Requirement - Could you retype the data word for word, starting at its first line and ending at the line containing "MULTIPOLYGON (((102 101, 102", with the pictures left out?

Data in this exercise -
— Start —
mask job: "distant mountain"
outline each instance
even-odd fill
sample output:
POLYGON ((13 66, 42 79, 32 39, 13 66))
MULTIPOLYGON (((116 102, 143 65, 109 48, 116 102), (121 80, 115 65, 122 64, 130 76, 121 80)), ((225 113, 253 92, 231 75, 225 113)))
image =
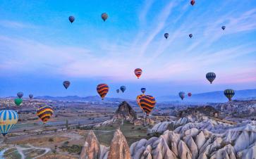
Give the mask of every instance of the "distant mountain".
MULTIPOLYGON (((245 98, 256 98, 256 89, 245 89, 245 90, 235 90, 235 96, 233 99, 243 100, 245 98)), ((192 94, 191 97, 186 96, 183 101, 181 101, 178 95, 177 96, 164 96, 156 98, 157 101, 180 101, 180 103, 219 103, 226 102, 227 98, 224 95, 223 91, 217 91, 212 92, 206 92, 202 94, 192 94)))
MULTIPOLYGON (((102 101, 102 98, 98 96, 90 96, 86 97, 80 97, 78 96, 36 96, 35 98, 38 99, 47 99, 52 101, 102 101)), ((129 99, 123 99, 119 98, 105 98, 104 101, 130 101, 129 99)))

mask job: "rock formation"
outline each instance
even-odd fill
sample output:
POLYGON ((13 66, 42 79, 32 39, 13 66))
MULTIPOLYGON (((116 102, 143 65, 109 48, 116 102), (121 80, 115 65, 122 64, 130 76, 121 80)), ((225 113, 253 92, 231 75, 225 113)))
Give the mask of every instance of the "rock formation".
POLYGON ((188 122, 133 143, 130 150, 133 158, 251 159, 256 156, 256 122, 188 122))
POLYGON ((80 159, 97 159, 101 150, 99 141, 92 130, 90 131, 80 156, 80 159))
POLYGON ((126 101, 123 101, 119 105, 113 118, 115 120, 123 119, 133 122, 134 120, 137 119, 137 115, 133 108, 126 101))
POLYGON ((131 159, 129 146, 120 129, 116 129, 114 135, 108 159, 131 159))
— End —
Complete answer -
mask job: "distant mountain"
outline each instance
even-odd fill
sample output:
POLYGON ((13 66, 42 79, 32 39, 13 66))
MULTIPOLYGON (((116 102, 143 65, 109 48, 116 102), (121 80, 115 65, 122 64, 130 76, 121 80)), ((225 113, 253 92, 231 75, 225 113)))
image =
Give the mask of every instance of the "distant mountain".
MULTIPOLYGON (((245 98, 256 98, 256 89, 245 89, 245 90, 235 90, 235 96, 233 99, 243 100, 245 98)), ((192 94, 191 97, 186 96, 183 101, 181 101, 178 95, 177 96, 164 96, 156 98, 157 101, 180 101, 180 103, 219 103, 226 102, 227 98, 224 95, 223 91, 217 91, 212 92, 206 92, 202 94, 192 94)))
MULTIPOLYGON (((102 101, 102 98, 98 96, 90 96, 86 97, 80 97, 78 96, 36 96, 35 98, 38 99, 47 99, 52 101, 102 101)), ((129 99, 123 99, 119 98, 105 98, 104 101, 130 101, 129 99)))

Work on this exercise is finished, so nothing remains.